> _Assignment_
Only the lines from the one containing "Exercise. Spot the cargo" through the last line of the entries are wanted. Transcribe them exactly.

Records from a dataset
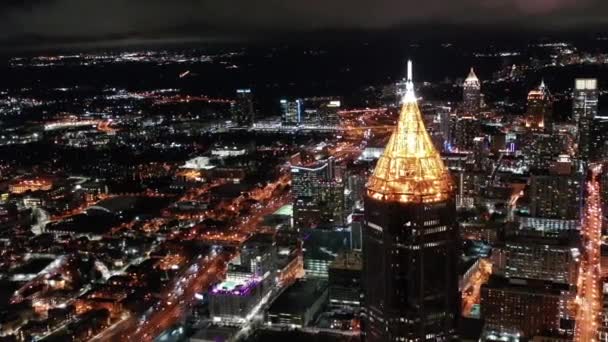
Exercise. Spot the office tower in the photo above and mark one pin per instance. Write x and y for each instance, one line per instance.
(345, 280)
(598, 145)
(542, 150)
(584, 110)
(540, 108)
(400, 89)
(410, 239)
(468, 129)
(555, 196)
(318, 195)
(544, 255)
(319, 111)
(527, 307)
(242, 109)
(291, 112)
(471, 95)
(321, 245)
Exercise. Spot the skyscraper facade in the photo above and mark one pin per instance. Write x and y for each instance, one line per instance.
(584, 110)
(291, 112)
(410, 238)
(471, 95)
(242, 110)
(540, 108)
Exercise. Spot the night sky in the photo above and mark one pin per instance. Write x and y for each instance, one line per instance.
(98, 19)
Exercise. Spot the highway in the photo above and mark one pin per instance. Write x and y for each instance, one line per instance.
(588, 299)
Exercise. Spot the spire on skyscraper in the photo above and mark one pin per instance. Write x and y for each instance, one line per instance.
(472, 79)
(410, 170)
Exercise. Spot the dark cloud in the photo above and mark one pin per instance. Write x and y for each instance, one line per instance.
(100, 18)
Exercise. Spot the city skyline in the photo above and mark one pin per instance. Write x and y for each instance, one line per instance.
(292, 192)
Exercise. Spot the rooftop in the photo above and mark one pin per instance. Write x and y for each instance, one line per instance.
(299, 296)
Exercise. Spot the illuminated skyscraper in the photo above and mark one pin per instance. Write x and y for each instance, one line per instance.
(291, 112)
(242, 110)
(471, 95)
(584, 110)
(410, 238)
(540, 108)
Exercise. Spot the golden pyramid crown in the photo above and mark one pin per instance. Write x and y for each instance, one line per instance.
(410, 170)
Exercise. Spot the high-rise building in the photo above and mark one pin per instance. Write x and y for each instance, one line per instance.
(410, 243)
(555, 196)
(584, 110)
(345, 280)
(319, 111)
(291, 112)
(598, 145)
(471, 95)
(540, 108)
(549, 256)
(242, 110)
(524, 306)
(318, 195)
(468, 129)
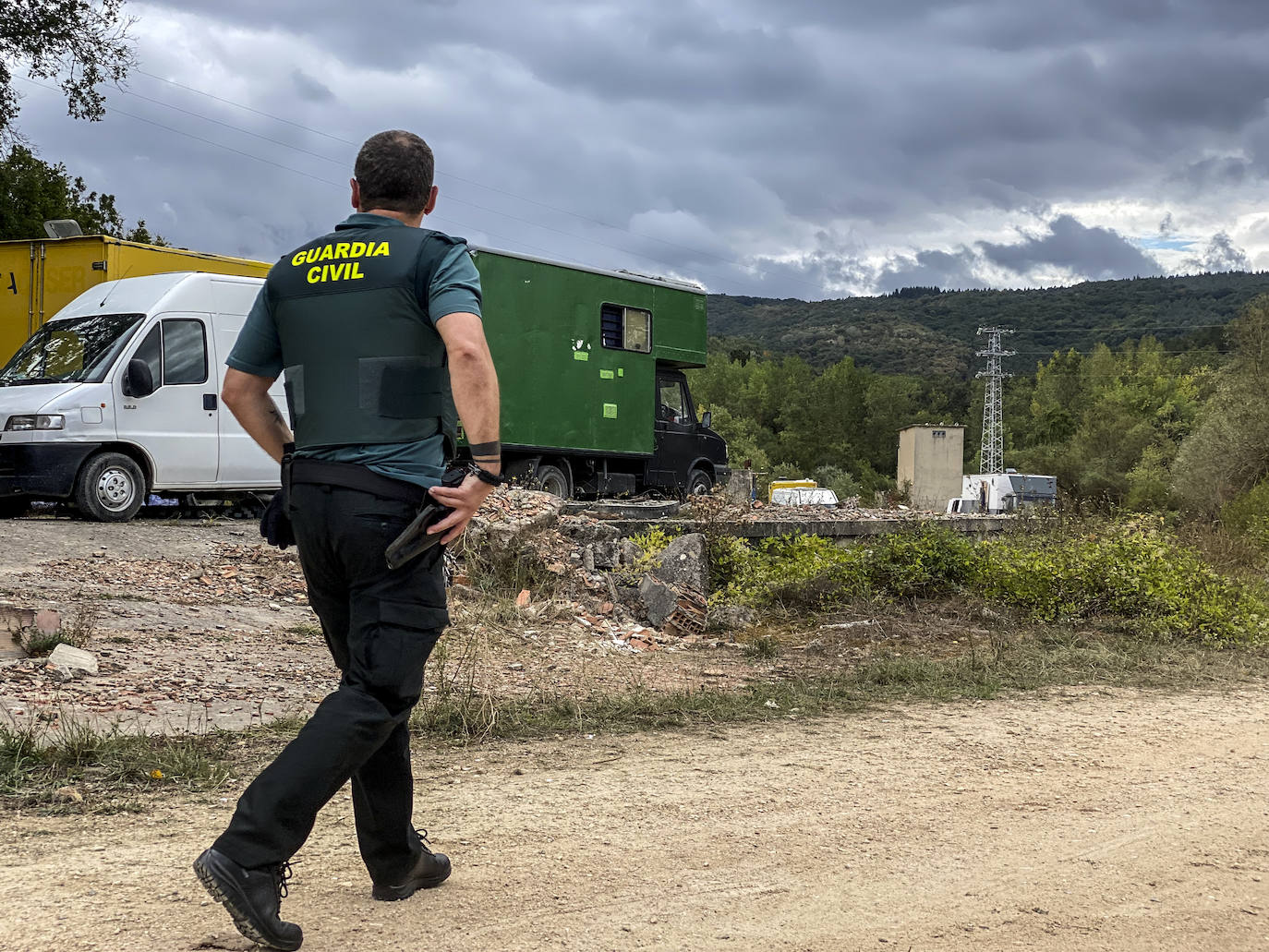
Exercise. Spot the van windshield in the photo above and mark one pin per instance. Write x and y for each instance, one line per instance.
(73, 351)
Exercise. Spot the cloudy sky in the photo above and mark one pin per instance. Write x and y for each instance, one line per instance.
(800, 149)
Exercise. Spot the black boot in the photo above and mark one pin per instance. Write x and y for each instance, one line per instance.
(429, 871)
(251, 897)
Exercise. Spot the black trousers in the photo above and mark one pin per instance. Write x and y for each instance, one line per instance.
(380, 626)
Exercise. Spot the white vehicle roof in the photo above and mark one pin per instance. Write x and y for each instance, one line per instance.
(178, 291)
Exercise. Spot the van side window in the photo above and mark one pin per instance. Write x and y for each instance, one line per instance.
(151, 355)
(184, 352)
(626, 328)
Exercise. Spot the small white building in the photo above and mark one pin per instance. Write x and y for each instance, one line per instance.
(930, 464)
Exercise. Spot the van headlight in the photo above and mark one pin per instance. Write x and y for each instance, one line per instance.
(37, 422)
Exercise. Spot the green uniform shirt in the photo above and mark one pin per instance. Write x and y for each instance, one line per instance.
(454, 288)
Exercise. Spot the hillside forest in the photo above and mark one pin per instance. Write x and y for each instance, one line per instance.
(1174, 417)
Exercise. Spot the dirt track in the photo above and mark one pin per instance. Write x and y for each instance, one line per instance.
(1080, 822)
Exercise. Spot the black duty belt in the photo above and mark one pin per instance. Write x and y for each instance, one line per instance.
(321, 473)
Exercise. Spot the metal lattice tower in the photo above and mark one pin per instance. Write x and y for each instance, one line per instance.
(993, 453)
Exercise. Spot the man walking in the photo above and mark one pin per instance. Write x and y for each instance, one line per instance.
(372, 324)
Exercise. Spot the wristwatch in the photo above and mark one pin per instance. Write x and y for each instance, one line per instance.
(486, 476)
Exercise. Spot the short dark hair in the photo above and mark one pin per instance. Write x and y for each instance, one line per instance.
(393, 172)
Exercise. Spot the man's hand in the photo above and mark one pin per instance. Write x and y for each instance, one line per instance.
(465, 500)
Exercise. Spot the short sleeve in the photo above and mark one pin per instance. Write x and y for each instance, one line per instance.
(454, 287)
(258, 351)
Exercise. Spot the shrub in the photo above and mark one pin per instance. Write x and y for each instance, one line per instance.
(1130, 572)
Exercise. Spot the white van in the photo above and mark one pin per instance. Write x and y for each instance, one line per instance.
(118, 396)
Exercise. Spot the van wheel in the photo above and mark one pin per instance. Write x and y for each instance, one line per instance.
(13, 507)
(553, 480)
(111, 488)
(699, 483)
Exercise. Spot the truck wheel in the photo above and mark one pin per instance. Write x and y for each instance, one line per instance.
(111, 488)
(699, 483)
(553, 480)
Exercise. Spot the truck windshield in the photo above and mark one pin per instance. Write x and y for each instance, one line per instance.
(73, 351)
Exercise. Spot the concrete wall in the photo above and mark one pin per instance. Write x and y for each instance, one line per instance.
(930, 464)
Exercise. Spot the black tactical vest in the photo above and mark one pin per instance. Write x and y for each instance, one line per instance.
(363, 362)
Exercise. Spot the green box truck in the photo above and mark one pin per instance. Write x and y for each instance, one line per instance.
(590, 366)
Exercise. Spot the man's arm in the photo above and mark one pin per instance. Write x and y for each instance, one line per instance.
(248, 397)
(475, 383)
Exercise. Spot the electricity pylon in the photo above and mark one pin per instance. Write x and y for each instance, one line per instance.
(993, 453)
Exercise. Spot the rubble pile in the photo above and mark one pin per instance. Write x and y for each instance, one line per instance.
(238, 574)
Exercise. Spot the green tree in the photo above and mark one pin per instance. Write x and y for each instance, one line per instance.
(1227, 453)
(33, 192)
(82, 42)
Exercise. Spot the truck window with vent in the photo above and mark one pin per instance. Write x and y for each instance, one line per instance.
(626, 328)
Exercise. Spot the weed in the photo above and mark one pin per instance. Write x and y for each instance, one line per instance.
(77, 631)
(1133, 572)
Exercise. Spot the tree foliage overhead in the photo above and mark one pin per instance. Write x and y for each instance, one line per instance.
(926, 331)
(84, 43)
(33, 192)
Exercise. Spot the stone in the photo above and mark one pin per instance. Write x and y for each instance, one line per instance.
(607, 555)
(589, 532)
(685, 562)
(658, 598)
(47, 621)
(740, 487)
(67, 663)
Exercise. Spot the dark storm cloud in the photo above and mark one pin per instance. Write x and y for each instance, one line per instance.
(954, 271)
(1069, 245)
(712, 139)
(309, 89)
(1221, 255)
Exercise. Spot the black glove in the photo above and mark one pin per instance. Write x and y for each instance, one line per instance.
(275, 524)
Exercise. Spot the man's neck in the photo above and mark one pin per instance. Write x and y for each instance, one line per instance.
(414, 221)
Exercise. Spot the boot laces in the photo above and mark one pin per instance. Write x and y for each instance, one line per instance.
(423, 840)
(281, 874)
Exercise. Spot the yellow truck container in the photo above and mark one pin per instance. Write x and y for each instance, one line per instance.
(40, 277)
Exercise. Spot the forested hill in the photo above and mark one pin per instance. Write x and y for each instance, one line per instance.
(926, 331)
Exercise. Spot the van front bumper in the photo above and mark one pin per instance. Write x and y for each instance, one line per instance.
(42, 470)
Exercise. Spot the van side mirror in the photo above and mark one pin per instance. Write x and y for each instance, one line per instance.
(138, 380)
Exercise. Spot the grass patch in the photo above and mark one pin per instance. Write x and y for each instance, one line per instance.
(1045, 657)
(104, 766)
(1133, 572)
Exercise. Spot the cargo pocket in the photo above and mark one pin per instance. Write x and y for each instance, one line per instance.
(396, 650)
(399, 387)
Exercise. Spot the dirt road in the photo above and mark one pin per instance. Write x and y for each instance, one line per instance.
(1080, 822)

> _Reply to the exercise_
Exercise. Spot the cargo pocket in the photo above and mark one pin per instance. Write x and y for each instance, one line per instance.
(396, 650)
(399, 387)
Exercise. Spot the dirt road in the photo above and mark one pin per instance. Write x and y for each instance, one line per instance.
(1080, 822)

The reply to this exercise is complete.